■ WHAT YOU ARE ASKED TO DO: Repeat, exactly and alone, every line from the line that contains "Hi there — would you mind finding the concrete breakwater" to the end of the entries.

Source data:
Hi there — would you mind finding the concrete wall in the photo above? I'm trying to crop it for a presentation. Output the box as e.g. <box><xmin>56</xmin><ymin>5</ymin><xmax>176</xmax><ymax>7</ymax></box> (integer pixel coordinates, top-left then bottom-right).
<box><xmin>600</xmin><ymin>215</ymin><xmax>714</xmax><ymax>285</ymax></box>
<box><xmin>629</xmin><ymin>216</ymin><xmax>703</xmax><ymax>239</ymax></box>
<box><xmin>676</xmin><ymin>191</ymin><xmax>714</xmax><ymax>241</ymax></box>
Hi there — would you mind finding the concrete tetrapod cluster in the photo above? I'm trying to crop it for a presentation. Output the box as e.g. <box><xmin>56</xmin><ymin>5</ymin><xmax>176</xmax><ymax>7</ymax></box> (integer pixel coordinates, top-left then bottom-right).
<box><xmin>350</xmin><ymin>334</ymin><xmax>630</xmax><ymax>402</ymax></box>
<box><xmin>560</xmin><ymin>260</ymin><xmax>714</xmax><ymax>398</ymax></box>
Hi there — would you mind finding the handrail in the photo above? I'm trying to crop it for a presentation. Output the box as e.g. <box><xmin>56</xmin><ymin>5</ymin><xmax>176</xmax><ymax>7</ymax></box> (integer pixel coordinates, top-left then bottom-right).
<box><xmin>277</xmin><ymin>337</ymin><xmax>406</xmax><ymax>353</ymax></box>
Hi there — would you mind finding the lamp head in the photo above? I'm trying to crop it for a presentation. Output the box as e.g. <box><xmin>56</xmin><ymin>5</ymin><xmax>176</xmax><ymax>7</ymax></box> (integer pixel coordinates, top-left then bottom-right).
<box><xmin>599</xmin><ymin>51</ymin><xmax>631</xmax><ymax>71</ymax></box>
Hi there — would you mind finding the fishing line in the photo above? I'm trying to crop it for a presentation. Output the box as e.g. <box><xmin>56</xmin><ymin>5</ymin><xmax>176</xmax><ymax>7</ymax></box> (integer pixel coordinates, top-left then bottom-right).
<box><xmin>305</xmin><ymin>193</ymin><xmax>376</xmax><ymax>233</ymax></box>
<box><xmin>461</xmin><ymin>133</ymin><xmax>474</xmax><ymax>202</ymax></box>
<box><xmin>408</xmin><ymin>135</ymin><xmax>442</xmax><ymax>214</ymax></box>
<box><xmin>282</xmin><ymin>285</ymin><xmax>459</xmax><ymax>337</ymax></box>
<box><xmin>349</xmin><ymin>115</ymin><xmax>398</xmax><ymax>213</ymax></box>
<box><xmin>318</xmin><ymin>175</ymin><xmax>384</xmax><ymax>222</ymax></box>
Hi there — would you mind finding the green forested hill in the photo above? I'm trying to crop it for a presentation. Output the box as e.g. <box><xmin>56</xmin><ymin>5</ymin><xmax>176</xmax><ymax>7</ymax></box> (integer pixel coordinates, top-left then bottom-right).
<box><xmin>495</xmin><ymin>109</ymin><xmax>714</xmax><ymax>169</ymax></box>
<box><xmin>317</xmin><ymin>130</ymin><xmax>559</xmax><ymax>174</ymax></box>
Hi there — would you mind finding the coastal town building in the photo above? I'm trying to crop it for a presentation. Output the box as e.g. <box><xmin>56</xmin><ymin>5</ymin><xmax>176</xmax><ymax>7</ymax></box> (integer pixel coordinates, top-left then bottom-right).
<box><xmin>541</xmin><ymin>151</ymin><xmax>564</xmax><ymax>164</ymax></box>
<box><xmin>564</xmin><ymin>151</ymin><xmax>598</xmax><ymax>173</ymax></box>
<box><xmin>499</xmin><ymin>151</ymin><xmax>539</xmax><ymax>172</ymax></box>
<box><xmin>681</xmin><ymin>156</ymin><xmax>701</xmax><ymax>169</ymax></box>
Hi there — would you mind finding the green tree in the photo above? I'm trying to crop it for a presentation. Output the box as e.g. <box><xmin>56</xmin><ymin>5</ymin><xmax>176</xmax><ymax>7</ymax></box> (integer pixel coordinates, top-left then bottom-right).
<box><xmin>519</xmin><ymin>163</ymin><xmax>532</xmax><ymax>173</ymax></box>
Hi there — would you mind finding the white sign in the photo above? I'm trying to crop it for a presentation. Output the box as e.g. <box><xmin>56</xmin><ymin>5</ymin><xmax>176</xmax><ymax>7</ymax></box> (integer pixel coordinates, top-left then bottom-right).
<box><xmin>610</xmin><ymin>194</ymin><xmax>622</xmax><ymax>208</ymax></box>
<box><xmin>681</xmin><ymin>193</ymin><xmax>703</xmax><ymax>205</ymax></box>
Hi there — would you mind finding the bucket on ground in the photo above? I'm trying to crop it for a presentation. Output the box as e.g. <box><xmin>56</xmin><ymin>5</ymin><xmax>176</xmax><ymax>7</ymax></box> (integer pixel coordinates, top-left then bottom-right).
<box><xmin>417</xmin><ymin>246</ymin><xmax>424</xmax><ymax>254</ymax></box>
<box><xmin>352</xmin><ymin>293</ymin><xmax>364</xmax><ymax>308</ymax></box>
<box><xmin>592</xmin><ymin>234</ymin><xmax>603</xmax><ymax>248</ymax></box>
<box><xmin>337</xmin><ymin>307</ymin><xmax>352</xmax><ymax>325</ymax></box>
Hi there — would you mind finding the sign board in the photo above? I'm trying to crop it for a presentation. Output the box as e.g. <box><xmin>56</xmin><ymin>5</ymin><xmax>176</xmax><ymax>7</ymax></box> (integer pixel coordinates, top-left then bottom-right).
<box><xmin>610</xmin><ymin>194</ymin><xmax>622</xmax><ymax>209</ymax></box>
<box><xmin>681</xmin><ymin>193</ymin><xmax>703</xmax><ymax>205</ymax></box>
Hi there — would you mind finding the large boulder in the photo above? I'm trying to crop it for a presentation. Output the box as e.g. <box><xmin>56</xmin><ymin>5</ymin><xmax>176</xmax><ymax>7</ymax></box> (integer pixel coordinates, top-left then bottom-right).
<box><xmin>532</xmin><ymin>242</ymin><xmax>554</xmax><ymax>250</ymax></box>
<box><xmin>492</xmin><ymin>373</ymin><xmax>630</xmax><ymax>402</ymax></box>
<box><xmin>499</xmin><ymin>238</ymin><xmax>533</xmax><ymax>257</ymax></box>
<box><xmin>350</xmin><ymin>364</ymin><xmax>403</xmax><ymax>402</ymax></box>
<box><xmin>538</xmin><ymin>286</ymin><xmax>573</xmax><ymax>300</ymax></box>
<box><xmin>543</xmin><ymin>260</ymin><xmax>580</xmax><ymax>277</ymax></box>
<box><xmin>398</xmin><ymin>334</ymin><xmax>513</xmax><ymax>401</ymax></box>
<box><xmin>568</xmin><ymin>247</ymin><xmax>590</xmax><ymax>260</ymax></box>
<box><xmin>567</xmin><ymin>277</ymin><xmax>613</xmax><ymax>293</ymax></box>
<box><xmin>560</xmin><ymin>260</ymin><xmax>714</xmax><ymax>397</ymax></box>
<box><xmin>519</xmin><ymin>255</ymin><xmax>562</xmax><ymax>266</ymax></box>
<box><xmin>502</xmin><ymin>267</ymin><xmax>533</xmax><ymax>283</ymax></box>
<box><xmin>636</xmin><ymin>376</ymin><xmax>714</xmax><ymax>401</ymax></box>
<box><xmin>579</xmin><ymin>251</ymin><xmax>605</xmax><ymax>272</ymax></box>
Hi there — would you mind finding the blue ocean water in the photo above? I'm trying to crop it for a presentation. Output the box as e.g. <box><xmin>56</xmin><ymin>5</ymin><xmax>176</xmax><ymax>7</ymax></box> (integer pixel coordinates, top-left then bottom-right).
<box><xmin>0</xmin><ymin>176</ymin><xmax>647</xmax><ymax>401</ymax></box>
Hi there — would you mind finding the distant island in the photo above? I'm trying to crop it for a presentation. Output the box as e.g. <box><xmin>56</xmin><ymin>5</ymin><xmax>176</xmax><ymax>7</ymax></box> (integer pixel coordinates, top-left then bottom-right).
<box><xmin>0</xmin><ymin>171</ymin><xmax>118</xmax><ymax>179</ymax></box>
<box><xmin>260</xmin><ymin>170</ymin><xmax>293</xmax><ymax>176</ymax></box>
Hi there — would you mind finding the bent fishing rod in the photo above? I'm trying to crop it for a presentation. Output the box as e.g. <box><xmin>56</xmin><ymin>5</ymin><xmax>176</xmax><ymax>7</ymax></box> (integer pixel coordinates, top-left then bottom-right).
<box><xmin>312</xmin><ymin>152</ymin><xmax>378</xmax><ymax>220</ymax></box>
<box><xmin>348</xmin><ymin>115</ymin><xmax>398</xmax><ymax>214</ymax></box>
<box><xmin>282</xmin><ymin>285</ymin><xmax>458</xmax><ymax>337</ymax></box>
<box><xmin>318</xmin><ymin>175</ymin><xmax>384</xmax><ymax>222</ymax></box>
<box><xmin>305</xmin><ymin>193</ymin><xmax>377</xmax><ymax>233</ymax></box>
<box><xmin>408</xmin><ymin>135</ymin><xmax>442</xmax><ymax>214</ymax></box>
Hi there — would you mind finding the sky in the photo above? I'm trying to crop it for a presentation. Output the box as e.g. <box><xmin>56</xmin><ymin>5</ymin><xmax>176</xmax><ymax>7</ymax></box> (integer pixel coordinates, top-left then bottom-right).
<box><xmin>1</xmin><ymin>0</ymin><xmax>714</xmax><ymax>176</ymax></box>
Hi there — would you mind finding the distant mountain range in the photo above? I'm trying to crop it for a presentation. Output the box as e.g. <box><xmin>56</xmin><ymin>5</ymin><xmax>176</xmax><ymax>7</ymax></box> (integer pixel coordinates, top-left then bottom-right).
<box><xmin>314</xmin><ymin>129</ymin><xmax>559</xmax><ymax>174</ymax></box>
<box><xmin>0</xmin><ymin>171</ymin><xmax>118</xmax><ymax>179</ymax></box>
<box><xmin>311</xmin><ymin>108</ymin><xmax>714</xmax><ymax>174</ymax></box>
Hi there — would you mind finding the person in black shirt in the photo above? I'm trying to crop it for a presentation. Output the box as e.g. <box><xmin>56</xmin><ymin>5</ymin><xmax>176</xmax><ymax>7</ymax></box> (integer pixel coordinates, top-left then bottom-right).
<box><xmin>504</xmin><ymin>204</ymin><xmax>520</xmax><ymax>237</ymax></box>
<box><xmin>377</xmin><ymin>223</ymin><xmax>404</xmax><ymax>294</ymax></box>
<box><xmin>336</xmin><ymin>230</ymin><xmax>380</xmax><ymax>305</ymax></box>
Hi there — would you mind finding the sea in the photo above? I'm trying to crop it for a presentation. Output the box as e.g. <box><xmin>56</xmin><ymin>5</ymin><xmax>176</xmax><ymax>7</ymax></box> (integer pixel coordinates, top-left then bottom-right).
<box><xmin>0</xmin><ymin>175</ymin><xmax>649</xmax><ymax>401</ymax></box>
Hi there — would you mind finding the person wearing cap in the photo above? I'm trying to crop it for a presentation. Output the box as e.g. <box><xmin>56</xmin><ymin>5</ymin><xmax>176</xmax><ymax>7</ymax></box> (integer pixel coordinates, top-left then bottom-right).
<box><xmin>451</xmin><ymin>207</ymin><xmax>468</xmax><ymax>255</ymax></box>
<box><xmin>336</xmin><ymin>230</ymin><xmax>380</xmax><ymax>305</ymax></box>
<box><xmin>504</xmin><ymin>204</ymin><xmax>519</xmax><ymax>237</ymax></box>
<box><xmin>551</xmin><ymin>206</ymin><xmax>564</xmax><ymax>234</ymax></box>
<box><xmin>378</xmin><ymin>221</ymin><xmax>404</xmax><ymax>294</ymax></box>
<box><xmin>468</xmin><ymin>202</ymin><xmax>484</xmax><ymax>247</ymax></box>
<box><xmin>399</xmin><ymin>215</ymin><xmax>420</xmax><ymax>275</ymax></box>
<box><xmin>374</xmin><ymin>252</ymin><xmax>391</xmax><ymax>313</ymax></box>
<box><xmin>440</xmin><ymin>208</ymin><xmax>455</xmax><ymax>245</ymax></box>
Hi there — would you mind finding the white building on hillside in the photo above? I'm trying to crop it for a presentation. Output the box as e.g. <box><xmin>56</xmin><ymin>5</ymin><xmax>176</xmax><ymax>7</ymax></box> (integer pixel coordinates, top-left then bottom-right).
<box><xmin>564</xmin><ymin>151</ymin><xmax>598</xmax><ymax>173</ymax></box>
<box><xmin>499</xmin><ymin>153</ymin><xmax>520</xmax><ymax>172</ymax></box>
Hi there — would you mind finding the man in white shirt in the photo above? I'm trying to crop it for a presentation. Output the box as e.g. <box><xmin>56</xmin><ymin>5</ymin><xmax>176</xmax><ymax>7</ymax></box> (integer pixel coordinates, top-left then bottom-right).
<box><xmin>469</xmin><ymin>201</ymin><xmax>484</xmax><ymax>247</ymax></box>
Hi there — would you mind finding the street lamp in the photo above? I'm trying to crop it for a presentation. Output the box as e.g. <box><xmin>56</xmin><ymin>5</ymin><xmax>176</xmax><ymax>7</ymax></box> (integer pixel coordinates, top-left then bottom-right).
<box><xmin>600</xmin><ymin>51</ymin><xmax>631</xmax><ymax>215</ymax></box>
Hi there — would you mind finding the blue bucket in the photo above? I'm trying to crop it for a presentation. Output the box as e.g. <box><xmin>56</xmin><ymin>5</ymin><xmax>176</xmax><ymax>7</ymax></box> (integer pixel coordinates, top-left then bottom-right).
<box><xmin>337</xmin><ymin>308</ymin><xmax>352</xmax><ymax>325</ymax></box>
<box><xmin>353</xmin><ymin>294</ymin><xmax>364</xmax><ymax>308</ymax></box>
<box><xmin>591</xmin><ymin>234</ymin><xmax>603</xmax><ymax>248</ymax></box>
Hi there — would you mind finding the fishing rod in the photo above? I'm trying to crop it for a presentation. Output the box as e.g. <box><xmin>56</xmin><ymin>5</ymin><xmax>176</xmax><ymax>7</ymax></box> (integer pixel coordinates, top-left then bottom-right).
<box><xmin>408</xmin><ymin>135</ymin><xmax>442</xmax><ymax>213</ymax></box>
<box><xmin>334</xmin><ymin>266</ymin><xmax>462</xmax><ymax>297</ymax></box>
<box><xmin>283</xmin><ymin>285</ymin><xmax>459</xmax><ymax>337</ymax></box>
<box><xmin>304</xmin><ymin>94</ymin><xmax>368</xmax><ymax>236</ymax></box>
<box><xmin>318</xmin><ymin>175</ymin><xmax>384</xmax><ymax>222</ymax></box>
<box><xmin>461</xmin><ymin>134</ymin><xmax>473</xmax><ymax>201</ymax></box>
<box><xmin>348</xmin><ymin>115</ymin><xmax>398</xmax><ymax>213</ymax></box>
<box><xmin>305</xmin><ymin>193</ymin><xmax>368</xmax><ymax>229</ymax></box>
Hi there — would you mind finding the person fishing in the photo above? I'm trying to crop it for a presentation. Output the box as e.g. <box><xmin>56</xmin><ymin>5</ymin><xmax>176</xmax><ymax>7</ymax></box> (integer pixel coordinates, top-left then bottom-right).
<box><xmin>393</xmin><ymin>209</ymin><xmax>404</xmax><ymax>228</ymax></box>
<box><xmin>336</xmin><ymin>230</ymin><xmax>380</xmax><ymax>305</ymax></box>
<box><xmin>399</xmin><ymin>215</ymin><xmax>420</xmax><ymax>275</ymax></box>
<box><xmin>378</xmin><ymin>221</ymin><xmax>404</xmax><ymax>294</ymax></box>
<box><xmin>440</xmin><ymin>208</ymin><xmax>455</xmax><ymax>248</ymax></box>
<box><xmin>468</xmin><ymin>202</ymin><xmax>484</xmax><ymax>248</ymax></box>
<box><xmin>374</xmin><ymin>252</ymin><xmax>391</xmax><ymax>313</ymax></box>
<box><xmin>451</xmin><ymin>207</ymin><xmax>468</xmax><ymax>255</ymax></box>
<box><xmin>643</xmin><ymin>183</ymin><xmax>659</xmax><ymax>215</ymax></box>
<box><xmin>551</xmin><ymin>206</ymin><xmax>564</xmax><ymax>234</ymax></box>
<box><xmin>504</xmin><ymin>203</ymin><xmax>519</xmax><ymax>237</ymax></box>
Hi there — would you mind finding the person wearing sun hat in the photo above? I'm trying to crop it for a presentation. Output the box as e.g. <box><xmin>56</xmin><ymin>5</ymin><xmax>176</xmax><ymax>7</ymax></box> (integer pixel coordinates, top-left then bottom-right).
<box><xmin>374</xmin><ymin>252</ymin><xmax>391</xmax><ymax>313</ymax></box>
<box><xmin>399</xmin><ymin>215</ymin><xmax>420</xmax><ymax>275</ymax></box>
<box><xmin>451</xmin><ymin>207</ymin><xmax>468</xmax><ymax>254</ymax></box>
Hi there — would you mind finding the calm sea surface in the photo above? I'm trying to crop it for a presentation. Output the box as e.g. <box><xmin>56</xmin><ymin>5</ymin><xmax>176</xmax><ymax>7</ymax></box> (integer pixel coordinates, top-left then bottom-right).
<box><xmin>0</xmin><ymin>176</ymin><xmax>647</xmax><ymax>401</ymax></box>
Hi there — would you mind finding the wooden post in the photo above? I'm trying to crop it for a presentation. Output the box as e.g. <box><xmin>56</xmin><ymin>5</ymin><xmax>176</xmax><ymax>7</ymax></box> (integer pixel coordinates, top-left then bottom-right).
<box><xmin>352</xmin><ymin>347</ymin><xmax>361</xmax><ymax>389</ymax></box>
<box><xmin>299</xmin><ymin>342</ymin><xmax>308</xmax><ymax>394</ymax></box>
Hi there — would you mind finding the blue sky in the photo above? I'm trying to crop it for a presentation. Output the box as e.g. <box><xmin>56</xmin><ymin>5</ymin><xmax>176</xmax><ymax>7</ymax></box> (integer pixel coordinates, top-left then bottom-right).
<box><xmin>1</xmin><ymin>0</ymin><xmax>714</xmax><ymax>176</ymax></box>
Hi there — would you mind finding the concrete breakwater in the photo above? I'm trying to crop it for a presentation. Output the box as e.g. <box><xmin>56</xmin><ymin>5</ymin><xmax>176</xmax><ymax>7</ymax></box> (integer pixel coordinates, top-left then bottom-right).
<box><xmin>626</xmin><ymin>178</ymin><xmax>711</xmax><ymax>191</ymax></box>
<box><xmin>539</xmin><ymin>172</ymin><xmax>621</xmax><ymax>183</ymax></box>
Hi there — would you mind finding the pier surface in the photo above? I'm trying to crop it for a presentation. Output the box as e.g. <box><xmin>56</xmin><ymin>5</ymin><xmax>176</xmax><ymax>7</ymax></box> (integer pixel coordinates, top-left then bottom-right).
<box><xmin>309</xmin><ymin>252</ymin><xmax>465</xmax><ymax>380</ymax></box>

■ ANSWER TO THE EXERCISE:
Hi there — would you mind finding the concrete breakwater in the photo above? I'm trying to crop it for a presentation. Output the box as e.g. <box><xmin>56</xmin><ymin>5</ymin><xmax>176</xmax><ymax>7</ymax></box> (integer pixel coordinates, top-left then bottom-right).
<box><xmin>626</xmin><ymin>178</ymin><xmax>711</xmax><ymax>191</ymax></box>
<box><xmin>539</xmin><ymin>172</ymin><xmax>621</xmax><ymax>183</ymax></box>
Hi there — would you mind finding the pier surface in the photo above? I'm trying to crop it for a presentation. Output the box as e.g. <box><xmin>56</xmin><ymin>5</ymin><xmax>176</xmax><ymax>7</ymax></box> (integer pixel coordinates, top-left then bottom-right).
<box><xmin>309</xmin><ymin>252</ymin><xmax>465</xmax><ymax>380</ymax></box>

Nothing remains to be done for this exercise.